Hyperspectral Images¶
(Simultaneously acquired 2D images)
Suhas Somnath
10/12/2018
This example illustrates how a set of simultaneously acquired 2D grayscale images would be represented in the Universal Spectroscopy and Imaging Data (USID) schema and stored in a Hierarchical Data Format (HDF5) file, also referred to as the h5USID file. This example is based on the popular Atomic Force Microscopy scan mode where multiple sensors simultaneously acquire a value at each position on a 2D grid, thereby resulting in a 2D image per sensor. Specifically, the goal of this example
is to demonstrate the sharing of Ancillary
datasets among multiple Main
datasets.
This document is intended as a supplement to the explanation about the USID model
Please consider downloading this document as a Jupyter notebook using the button at the bottom of this document.
Prerequisites:¶
We recommend that you read about the USID model
We will be making use of the pyUSID
package at multiple places to illustrate the central point. While it is recommended / a bonus, it is not absolutely necessary that the reader understands how the specific pyUSID
functions work or why they were used in order to understand the data representation itself. Examples about these functions can be found in other documentation on pyUSID and the reader is encouraged to read the supplementary documents.
Import all necessary packages¶
The main packages necessary for this example are h5py
, matplotlib
, and sidpy
, in addition to pyUSID
:
[1]:
import subprocess
import sys
import os
import matplotlib.pyplot as plt
from warnings import warn
import h5py
%matplotlib inline
def install(package):
subprocess.call([sys.executable, "-m", "pip", "install", package])
try:
# This package is not part of anaconda and may need to be installed.
import wget
except ImportError:
warn('wget not found. Will install with pip.')
import pip
install('wget')
import wget
# Finally import pyUSID.
try:
import pyUSID as usid
import sidpy
except ImportError:
warn('pyUSID not found. Will install with pip.')
import pip
install('pyUSID')
import sidpy
import pyUSID as usid
Download the dataset¶
As mentioned earlier, this image is available on the USID repository and can be accessed directly as well. Here, we will simply download the file using wget
:
[2]:
h5_path = 'temp.h5'
url = 'https://raw.githubusercontent.com/pycroscopy/USID/master/data/SingFreqPFM_0003.h5'
if os.path.exists(h5_path):
os.remove(h5_path)

→ **Dataset records**:

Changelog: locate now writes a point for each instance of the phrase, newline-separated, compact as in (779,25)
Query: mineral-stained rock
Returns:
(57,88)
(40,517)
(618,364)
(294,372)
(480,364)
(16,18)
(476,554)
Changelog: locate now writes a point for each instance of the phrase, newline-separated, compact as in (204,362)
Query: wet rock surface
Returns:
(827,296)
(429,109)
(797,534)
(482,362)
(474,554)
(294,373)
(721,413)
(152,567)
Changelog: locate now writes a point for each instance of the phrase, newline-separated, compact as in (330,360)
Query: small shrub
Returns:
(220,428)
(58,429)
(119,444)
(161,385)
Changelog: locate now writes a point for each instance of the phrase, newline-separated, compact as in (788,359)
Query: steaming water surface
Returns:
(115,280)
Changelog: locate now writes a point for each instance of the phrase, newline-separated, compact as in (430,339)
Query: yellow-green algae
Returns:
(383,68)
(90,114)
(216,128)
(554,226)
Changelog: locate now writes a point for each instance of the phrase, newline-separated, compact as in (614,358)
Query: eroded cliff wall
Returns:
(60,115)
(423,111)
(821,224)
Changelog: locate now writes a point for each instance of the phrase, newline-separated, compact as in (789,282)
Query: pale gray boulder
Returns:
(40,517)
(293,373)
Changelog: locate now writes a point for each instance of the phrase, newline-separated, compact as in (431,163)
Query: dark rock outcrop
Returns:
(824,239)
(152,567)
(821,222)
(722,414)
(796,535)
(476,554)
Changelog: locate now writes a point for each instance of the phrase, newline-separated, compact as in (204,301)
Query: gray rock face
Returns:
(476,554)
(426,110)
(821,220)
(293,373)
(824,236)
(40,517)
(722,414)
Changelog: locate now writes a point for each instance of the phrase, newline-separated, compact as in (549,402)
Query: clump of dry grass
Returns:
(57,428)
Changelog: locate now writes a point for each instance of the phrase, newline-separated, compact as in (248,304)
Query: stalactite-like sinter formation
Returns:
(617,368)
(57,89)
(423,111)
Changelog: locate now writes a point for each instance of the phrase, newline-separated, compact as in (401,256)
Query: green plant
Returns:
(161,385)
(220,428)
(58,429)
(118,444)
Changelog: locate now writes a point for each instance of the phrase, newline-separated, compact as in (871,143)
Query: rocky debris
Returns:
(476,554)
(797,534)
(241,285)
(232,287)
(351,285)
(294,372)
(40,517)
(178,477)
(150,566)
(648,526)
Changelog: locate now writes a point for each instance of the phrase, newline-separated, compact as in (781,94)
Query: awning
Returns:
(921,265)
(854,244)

→ **Stated problem**: Summarize the hyperspectral images page in two sentences. Please work only from the text, not the records.

→ **Task answer**: The page shows how a set of simultaneously acquired 2D grayscale images would be represented in the Universal Spectroscopy and Imaging Data (USID) schema and stored in an HDF5 (h5USID) file, based on an Atomic Force Microscopy scan mode where multiple sensors each produce a 2D image. Its specific goal is to demonstrate the sharing of Ancillary datasets among multiple Main datasets, and it uses the pyUSID package along with h5py, matplotlib, and sidpy.